| Text section |
Research projects - University of the Sunshine Coast, Queensland, Australia

Accessibility links

Research projects

Biological control of insect pests of Eucalyptus plantations in the Mekong Region

Lead Researcher: A/Prof Simon Lawson

Funding agency: ACIAR

Amount awarded: $1,314,876


The impacts of Australian-origin insects on eucalypt plantations globally is a rapidly increasing problem. In particular, a relatively small number of species are establishing and spreading in eucalypt-growing regions, leading scientists and managers to focus on collaborative efforts for the control and management of these pests (Garnas et al. 20121).

The gall wasp, Leptocybe invasa, has rapidly become the most serious eucalypt pest in much of its exotic range. The wasp was first detected in the Middle East and the Mediterranean region in 2000 and within 10 years had spread to over 30 countries across all eucalypt growing continents. In the Mekong region L. invasa has been causing serious damage to nurseries and young plantations in Vietnam since 2002, Thailand since 2003 and Cambodia and Lao PDR since 20072. The pest is a serious threat to the expanding eucalypt plantation industries in the Mekong region and its control is a high priority.

There is a limited ability for tree growers to control pests via conventional pest control, such as the use of pesticides (costly, ineffective in the field and not sustainable) or deployment of resistant germplasm (costly and subject to the introduction of new pests and pathogens with different resistance mechanisms). Only classical biological control, as part of an effective IPM strategy, offers a relatively low-cost and proven option to manage such pests, whilst promoting sustainable forest management.

Biological control has already been applied to this pest in a number of countries. The research focus for the Mekong region will be to build on this existing knowledge to:

  • identify, evaluate and redistribute parasitoids already present in the region (either native or accidently introduced) and
  • select, test and where appropriate release parasitoids from elsewhere, based on their performance in different regions.

Although L. invasa is currently the key threat to eucalypt plantations in the region, it is only one of a suite of eucalypt insects spreading across the world. The project will increase the Mekong region’s capability to effectively and rapidly respond to these future threats.

| Work instruction |
Answer these from the research project description:
(a) Which agency funds the project?
(b) In what year was the gall wasp Leptocybe invasa first detected in the Middle East and the Mediterranean region?
(c) Since what year has the wasp been damaging nurseries and young plantations in Thailand?

| Supplied material |
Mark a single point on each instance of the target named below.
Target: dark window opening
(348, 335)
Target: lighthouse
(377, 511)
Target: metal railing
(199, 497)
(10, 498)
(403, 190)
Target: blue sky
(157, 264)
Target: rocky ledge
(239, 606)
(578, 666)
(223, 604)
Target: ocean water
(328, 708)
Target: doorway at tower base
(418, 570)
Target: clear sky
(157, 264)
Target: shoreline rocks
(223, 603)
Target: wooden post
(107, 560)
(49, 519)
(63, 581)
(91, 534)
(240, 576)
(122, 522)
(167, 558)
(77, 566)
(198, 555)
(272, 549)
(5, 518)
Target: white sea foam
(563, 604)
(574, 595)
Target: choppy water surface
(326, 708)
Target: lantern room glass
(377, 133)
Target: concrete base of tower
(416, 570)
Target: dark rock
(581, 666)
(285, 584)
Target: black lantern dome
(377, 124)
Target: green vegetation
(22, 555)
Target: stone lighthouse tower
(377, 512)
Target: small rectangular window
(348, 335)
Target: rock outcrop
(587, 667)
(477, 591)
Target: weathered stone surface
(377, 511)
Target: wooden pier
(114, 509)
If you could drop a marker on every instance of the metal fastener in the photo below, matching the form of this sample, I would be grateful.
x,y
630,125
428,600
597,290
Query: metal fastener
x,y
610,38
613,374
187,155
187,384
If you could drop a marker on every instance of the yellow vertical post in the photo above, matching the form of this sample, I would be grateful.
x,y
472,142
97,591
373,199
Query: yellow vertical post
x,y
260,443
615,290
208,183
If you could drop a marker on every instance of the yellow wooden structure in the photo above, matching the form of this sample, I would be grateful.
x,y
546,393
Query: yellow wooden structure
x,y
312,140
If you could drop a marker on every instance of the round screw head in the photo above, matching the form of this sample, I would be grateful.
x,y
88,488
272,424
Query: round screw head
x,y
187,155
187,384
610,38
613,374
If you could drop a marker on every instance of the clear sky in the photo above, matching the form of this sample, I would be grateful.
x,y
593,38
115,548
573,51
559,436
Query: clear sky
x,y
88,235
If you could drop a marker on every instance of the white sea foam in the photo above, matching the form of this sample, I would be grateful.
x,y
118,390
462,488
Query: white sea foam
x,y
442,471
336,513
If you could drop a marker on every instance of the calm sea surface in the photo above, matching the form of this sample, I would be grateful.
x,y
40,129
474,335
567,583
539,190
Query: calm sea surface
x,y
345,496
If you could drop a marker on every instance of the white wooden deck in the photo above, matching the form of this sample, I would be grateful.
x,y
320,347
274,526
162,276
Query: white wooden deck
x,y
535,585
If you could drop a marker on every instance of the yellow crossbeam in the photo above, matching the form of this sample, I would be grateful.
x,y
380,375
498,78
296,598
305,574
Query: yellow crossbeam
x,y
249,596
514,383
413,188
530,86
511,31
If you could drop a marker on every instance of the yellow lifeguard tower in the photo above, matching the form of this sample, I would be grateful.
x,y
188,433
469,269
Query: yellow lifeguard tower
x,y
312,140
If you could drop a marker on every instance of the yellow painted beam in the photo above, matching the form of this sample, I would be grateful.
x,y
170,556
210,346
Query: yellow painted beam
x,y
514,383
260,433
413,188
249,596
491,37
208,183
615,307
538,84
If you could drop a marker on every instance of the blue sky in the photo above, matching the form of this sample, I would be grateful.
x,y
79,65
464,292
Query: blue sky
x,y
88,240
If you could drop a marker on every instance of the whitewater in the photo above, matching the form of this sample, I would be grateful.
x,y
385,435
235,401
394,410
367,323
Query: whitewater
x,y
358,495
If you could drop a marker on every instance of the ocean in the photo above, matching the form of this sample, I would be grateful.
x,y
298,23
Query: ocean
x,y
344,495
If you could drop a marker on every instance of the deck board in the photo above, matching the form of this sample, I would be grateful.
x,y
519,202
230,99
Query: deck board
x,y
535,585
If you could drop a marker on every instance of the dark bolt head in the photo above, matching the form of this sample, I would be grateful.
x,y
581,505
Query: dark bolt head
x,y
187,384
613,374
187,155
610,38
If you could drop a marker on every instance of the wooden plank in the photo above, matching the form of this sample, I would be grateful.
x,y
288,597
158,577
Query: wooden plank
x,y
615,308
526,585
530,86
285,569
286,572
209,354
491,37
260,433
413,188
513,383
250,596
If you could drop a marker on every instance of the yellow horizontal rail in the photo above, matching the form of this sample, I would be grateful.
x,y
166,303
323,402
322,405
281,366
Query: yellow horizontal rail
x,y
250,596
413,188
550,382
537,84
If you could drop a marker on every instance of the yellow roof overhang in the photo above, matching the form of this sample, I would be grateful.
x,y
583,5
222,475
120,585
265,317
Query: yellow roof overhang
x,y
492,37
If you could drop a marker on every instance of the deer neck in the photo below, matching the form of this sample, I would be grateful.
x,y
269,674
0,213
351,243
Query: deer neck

| Your solution |
(a) ACIAR
(b) 2000
(c) 2003